Task details
Extract the data exactly, missing nothing.

Data

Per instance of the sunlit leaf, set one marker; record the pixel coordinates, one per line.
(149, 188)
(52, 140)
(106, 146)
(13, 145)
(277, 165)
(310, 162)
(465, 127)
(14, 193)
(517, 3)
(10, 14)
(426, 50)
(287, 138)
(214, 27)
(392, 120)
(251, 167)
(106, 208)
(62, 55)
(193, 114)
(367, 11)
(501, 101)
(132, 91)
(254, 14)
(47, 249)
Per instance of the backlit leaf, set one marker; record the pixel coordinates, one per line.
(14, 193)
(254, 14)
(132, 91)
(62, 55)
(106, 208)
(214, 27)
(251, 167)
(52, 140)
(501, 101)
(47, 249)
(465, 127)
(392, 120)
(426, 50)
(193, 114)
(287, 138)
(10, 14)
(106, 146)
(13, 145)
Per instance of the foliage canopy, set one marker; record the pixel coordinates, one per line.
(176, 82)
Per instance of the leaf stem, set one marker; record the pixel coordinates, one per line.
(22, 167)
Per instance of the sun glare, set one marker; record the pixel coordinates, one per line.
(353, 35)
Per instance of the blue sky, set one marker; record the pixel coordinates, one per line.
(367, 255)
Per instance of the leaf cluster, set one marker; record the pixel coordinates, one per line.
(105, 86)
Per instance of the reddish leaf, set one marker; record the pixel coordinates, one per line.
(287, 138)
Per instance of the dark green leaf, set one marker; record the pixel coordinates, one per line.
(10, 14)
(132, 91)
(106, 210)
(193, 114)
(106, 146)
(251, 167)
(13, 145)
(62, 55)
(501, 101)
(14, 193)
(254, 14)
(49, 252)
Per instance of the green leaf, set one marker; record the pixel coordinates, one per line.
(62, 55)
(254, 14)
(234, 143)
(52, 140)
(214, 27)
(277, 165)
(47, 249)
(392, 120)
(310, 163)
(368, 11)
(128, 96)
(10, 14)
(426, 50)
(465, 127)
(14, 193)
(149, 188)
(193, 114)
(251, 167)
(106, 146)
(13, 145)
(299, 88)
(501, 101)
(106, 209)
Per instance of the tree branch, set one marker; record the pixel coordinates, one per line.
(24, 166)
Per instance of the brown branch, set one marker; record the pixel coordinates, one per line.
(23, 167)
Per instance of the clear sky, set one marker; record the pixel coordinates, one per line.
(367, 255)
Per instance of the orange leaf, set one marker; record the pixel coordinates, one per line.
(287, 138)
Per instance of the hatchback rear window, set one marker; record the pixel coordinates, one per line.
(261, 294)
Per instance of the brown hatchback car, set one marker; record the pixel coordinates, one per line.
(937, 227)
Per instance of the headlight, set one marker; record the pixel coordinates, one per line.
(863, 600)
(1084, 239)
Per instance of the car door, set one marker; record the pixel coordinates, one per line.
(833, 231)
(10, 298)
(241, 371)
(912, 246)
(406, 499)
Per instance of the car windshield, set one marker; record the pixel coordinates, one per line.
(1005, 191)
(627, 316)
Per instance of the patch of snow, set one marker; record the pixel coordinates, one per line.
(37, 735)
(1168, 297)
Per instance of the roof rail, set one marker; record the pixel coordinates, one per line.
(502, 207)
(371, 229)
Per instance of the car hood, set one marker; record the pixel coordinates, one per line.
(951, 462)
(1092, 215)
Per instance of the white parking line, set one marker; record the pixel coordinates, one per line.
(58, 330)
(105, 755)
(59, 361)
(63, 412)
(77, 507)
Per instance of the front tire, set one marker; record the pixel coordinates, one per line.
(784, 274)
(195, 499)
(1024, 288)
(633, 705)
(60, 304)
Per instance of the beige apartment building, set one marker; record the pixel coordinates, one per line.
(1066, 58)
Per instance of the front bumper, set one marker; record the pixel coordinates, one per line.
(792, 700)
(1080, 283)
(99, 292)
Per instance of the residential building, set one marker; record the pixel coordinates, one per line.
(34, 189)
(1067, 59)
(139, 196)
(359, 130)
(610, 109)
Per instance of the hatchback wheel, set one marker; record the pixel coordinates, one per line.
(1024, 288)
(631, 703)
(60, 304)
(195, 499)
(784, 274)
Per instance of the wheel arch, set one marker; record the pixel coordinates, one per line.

Response
Per instance of the sunlit leaf, set one marker; record the pixel coordinates, one per line.
(149, 188)
(52, 140)
(106, 146)
(13, 145)
(277, 165)
(310, 162)
(465, 127)
(14, 193)
(517, 3)
(10, 14)
(426, 50)
(287, 138)
(214, 27)
(392, 120)
(251, 167)
(106, 208)
(62, 55)
(193, 114)
(367, 11)
(501, 101)
(132, 91)
(254, 14)
(47, 249)
Per instance of the backlit leaf, set one marker; record the pixel coordinates, one per line.
(14, 193)
(254, 14)
(132, 91)
(62, 55)
(106, 208)
(214, 27)
(251, 167)
(52, 140)
(501, 101)
(47, 249)
(465, 127)
(392, 120)
(426, 50)
(193, 114)
(287, 138)
(10, 14)
(106, 146)
(13, 145)
Per instance of the foliage canopy, set one marker; record the pixel coordinates, one per line.
(176, 82)
Per instance of the leaf stem, set one marker; record the pixel coordinates, one per line.
(22, 167)
Per instance of the sun glare, set one marker; record the pixel coordinates, one per line.
(353, 35)
Per instance of the blue sky, set one marker; record the pixel coordinates, one per line.
(367, 255)
Per instance of the leaf cluster, set one marker; record the pixel coordinates, one per line.
(105, 86)
Per instance of the reddish leaf, set one marker; record the pixel coordinates, one per line.
(287, 138)
Per instance of the dark green leaf, set one marker; record the pixel coordinates, one per line.
(10, 14)
(132, 91)
(106, 210)
(193, 114)
(106, 146)
(251, 167)
(13, 145)
(62, 55)
(501, 101)
(14, 193)
(254, 14)
(49, 252)
Per instance of the green leaf, set one marker; record the pixel coordinates, one per line.
(62, 55)
(254, 14)
(234, 143)
(52, 140)
(214, 27)
(277, 165)
(47, 249)
(392, 120)
(310, 163)
(368, 11)
(128, 96)
(10, 14)
(426, 50)
(465, 127)
(14, 193)
(149, 188)
(193, 114)
(251, 167)
(106, 146)
(13, 145)
(299, 88)
(501, 101)
(106, 209)
Per instance of the tree branch, set one marker; record the pixel coordinates, one per line.
(24, 166)
Per instance of the brown branch, set one marker; record the pixel coordinates, one per line.
(23, 167)
Per instance of the clear sky, set one marker; record the pixel coordinates, one per line.
(367, 255)
Per instance of the orange leaf, set one marker; record the pixel coordinates, one per line.
(287, 138)
Per instance of the hatchback rear window, set one marker; record the pixel coordinates, one per line.
(261, 294)
Per instance of the brown hatchback car, set one marker; record the pixel coordinates, one per line.
(937, 227)
Per instance of the headlight, set one marker; record the pixel coordinates, one per line.
(863, 600)
(1084, 239)
Per instance of the car door, set one marker; record the pixel coordinates, one per line.
(833, 231)
(10, 298)
(241, 371)
(912, 246)
(406, 499)
Per instance of the car windshield, set one marker; record the pixel coordinates, one per line.
(1005, 191)
(627, 316)
Per instance of the patch of snow, set one marker; record the pixel coordinates, one per line.
(37, 735)
(1168, 297)
Per instance of the roof rail, set one marker; record the pixel coordinates, one per line.
(502, 207)
(371, 229)
Per instance of the car hood, set one marker; record the pixel coordinates, one per line.
(951, 462)
(1092, 215)
Per instance of the white parking line, set one marker; record the pixel coordinates, one per line.
(58, 330)
(105, 755)
(59, 361)
(63, 412)
(77, 507)
Per instance of the front tire, set one marker; record the pixel coordinates, one per line.
(784, 274)
(195, 499)
(1024, 288)
(633, 705)
(60, 304)
Per instance of the beige apartment building, set one marker; record the pixel coordinates, one per line.
(1066, 58)
Per instance of the front bumper, set one marker; record the pixel coordinates, one per line.
(792, 700)
(1080, 283)
(99, 292)
Per instance of the residential building, set one marker; record the pixel coordinates, one per line.
(34, 189)
(1067, 59)
(139, 196)
(359, 130)
(610, 109)
Per instance of the hatchback wheel, set one marker; record the pixel coordinates, one per line.
(1024, 288)
(631, 703)
(60, 304)
(195, 499)
(784, 274)
Per instance of the wheel arch, set one marker; record the pixel coordinates, one per line.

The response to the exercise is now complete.